### Exercise instructions:
Rewrite the lines between the one holding "Each <instance> block begins" and the one holding "positive clicks: (4, 402)", inclusive, as a numbered list, leaving out any blank lines.

### Records shown:
++++
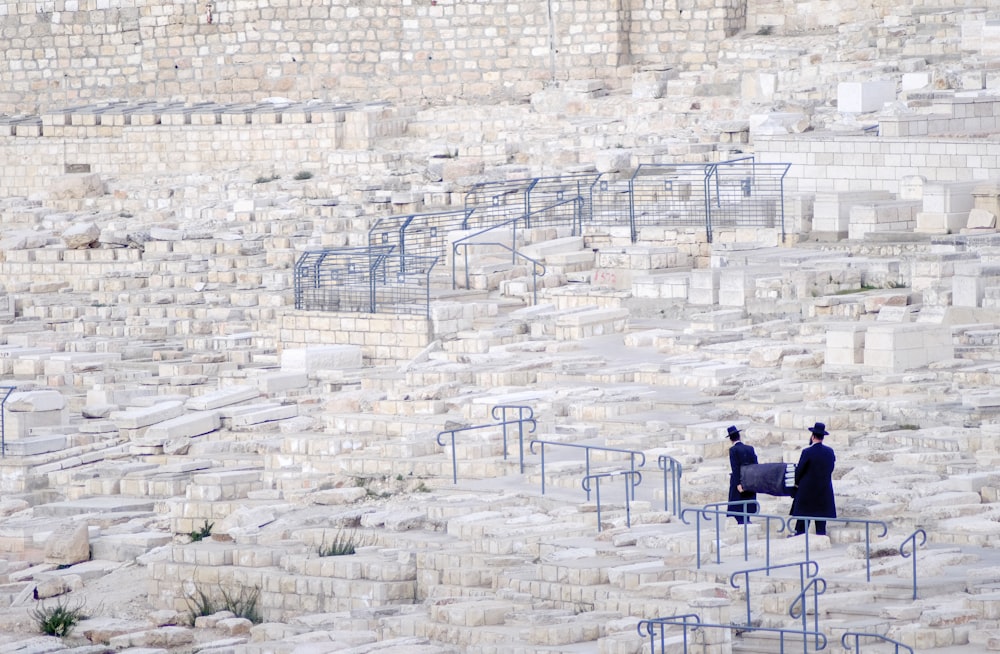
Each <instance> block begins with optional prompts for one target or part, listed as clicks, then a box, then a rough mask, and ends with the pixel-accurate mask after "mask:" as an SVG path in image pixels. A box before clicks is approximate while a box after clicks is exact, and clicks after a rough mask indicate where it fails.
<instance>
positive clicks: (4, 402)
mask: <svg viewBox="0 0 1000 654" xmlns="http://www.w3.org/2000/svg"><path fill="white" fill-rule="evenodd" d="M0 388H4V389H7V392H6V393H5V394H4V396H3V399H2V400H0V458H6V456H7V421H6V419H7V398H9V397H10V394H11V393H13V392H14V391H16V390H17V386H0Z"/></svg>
++++
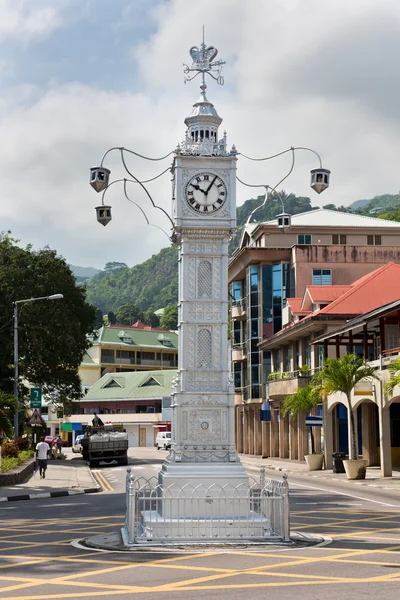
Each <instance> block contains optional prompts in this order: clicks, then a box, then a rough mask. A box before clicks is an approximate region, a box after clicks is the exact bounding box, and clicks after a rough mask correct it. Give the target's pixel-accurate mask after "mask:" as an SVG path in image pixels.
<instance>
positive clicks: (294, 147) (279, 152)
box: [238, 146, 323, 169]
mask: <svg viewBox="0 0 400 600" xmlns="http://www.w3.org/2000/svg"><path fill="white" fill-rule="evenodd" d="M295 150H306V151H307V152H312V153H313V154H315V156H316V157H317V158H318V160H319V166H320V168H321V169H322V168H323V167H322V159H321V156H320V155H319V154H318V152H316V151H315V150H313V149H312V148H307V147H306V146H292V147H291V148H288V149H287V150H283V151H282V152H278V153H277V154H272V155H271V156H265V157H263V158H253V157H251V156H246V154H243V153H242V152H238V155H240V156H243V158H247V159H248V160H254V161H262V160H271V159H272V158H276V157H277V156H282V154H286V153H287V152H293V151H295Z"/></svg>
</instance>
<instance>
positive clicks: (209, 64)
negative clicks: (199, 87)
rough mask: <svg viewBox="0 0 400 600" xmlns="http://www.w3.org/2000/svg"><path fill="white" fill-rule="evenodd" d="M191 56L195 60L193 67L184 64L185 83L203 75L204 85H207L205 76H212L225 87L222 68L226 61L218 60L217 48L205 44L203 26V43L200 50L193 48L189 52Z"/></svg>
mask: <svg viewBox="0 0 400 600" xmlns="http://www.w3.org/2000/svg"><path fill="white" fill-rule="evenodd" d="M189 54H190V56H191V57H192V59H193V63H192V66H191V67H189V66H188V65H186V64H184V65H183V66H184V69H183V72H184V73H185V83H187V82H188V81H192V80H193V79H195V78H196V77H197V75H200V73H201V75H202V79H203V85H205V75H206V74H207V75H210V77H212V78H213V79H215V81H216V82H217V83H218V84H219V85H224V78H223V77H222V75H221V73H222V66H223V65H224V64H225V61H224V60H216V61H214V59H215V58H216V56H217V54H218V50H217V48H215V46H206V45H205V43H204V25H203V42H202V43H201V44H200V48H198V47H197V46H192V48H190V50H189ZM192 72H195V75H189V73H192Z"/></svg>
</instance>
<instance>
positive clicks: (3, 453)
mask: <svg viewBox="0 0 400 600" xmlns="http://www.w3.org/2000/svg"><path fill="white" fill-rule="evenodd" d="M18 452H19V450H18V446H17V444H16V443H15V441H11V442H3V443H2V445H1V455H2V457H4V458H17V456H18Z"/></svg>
++++
### Written answer:
1. Each <instance> block begins with optional prompts for one target or part, listed as clicks, then a box, then a rough mask, and ends with the pixel-accurate mask after "mask:" as an SVG path in image pixels. A box before clicks is approximate while a box after clicks is exact, and clicks after a rough mask indicate where it fails.
2. <instance>
3. positive clicks: (4, 402)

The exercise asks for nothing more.